[Start EXTRACT TO READ]

🚀 DSA Architect

Complete Data Structures & Algorithms Reference Guide

Master the fundamentals and advanced techniques

📚 Table of Contents

1. Arrays & Strings
2. Two Pointers Technique
3. Sliding Window
4. Hash Tables & Hash Maps
5. Linked Lists
6. Stacks & Queues
7. Binary Search
8. Sorting Algorithms
9. Trees & Binary Search Trees
10. Graph Traversals (BFS & DFS)
11. Dynamic Programming
12. Greedy Algorithms
13. Backtracking
14. Heap & Priority Queue
15. Trie (Prefix Tree)
16. Brute Force

1. Arrays & Strings

Arrays are the most fundamental data structure. They store elements in contiguous memory locations, allowing O(1) access by index.

Key Characteristics

Access: O(1) - Direct access by index
Search: O(n) - May need to check all elements
Insertion/Deletion: O(n) - Need to shift elements
Space: O(n)

Common Operations

# Python array operations
arr = [1, 2, 3, 4, 5]

# Access: O(1)
first = arr[0]  # 1

# Search: O(n)
if 3 in arr:
    print("Found")

# Insertion: O(n) - shifts elements
arr.insert(2, 99)  # [1, 2, 99, 3, 4, 5]

# Deletion: O(n)
arr.remove(99)  # [1, 2, 3, 4, 5]

# String operations
s = "hello"
reversed_s = s[::-1]  # "olleh"
substring = s[1:4]  # "ell"

💡 Tip: Arrays are perfect when you need fast random access. Use them when you know the size in advance and don't need frequent insertions/deletions in the middle.

2. Two Pointers Technique

Use two pointers moving through the array (usually from both ends or at different speeds) to solve problems efficiently.

When to Use

Sorted arrays
Finding pairs that meet a condition
Reversing arrays/strings
Removing duplicates

Example: Two Sum (Optimized)

# Problem: Find two numbers in sorted array that sum to target
def two_sum(arr, target):
    left, right = 0, len(arr) - 1
    
    while left < right:
        current_sum = arr[left] + arr[right]
        if current_sum == target:
            return [left, right]
        elif current_sum < target:
            left += 1  # Need larger sum
        else:
            right -= 1  # Need smaller sum
    
    return None

# Time: O(n), Space: O(1)

Example: Reverse String

def reverse_string(s):
    s = list(s)  # Strings are immutable
    left, right = 0, len(s) - 1
    
    while left < right:
        s[left], s[right] = s[right], s[left]  # Swap
        left += 1
        right -= 1
    
    return ''.join(s)

3. Sliding Window

Maintain a "window" of elements and slide it through the array. Perfect for substring/subarray problems.

Types

Fixed Window: Window size is constant
Variable Window: Window size changes based on condition

Example: Maximum Sum Subarray of Size K

def max_sum_subarray(arr, k):
    # Fixed window size
    window_sum = sum(arr[:k])
    max_sum = window_sum
    
    for i in range(k, len(arr)):
        # Slide window: remove left, add right
        window_sum = window_sum - arr[i - k] + arr[i]
        max_sum = max(max_sum, window_sum)
    
    return max_sum

# Time: O(n), Space: O(1)

[End EXTRACT TO READ]
[Start SUPPLIED RECORDS]

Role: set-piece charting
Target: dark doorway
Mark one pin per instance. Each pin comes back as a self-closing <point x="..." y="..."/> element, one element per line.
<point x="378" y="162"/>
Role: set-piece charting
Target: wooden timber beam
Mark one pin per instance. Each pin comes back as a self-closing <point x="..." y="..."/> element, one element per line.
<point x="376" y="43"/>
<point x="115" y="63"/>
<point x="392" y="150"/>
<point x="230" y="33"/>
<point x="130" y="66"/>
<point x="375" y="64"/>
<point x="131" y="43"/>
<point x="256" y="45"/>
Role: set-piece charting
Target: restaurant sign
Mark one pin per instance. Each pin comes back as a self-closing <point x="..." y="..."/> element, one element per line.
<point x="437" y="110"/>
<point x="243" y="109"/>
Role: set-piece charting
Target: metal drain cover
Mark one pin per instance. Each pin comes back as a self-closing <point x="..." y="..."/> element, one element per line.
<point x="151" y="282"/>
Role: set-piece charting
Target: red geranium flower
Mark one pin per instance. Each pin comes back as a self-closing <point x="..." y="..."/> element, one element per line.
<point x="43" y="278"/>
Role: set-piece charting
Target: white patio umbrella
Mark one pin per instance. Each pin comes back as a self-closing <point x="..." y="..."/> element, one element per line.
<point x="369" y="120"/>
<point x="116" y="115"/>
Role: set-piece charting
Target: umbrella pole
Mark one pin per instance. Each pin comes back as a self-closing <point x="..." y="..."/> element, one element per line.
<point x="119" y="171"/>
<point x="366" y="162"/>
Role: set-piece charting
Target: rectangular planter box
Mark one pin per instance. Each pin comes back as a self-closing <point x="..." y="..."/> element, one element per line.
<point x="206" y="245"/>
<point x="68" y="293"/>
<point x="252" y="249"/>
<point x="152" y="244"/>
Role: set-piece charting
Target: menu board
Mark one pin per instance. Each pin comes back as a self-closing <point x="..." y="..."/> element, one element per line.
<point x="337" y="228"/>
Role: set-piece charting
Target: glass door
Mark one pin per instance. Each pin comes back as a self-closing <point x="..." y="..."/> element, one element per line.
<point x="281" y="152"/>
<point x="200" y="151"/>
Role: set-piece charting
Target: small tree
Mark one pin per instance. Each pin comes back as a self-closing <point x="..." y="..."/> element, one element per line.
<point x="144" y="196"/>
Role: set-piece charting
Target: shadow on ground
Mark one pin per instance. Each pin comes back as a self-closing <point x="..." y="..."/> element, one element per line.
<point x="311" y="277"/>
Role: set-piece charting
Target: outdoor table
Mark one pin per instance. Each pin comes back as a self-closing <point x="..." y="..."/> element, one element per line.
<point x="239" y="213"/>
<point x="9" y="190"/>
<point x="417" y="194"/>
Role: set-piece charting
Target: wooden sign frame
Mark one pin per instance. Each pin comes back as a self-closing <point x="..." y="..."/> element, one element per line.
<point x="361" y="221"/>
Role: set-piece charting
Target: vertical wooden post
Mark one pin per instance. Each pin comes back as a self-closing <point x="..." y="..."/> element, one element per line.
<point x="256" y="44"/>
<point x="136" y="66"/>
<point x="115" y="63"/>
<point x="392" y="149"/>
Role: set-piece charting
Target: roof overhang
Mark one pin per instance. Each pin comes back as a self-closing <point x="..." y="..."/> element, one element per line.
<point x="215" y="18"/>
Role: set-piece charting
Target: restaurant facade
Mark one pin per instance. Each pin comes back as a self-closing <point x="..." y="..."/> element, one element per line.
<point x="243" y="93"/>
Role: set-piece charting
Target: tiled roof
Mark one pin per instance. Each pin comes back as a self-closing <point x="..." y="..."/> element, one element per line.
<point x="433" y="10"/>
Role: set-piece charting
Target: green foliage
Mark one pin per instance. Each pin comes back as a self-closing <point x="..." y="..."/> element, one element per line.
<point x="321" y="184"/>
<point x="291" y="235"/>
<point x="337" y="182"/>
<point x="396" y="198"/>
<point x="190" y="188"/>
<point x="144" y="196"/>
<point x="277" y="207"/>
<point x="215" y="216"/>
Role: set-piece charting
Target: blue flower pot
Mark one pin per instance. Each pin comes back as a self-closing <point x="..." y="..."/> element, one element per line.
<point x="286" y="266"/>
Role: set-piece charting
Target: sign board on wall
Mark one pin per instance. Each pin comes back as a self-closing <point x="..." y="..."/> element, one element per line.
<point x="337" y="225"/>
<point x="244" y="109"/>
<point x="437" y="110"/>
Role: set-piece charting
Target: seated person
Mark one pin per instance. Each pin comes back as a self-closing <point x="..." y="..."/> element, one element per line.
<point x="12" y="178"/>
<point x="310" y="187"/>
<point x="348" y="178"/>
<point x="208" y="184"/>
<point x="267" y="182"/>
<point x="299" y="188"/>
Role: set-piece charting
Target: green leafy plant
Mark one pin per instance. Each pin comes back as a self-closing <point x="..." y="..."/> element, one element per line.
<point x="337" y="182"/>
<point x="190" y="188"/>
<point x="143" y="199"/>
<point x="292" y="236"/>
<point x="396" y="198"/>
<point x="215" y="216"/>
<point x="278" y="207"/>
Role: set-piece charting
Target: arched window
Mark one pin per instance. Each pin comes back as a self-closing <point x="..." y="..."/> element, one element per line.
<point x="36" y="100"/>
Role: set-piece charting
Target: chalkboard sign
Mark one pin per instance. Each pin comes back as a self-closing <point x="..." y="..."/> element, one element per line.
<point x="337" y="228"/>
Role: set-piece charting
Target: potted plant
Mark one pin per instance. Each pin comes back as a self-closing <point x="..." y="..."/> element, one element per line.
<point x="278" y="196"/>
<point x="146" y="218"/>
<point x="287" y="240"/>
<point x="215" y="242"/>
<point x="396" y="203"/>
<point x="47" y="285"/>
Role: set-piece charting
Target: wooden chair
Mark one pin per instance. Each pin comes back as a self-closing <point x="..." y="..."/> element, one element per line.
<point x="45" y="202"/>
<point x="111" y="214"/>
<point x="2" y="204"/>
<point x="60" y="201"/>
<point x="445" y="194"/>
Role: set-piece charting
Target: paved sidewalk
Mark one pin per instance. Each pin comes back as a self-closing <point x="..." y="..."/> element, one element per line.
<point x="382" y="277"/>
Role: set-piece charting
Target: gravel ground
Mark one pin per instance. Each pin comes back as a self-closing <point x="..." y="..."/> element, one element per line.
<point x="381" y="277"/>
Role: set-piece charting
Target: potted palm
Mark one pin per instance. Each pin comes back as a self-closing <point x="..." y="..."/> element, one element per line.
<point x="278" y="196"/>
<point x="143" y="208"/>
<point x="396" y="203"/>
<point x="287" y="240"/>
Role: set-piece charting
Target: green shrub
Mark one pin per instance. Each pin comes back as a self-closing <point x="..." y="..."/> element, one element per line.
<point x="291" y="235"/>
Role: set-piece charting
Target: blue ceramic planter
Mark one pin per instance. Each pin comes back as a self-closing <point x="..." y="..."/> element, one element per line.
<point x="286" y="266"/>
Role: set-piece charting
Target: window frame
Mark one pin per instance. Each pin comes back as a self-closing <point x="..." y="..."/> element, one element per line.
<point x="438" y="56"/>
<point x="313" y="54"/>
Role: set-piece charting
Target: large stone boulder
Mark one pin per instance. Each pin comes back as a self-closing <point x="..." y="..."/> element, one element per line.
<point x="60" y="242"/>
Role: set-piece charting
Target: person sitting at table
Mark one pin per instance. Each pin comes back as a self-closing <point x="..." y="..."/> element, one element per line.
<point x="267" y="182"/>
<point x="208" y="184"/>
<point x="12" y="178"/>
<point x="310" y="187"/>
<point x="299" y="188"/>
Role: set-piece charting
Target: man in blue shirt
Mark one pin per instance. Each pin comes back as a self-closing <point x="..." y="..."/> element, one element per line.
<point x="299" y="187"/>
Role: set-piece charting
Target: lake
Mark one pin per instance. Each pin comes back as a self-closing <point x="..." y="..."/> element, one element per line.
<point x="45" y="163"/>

[End SUPPLIED RECORDS]

→ DO THIS
Retype the passage of the data structures guide starting at "substring = s[1:4]" and ending at "solve problems efficiently.". These entries were drawn from a separate source, not from the data structures guide.

→ EXPECTED ANSWER
substring = s[1:4]  # "ell"

💡 Tip: Arrays are perfect when you need fast random access. Use them when you know the size in advance and don't need frequent insertions/deletions in the middle.

2. Two Pointers Technique

Use two pointers moving through the array (usually from both ends or at different speeds) to solve problems efficiently.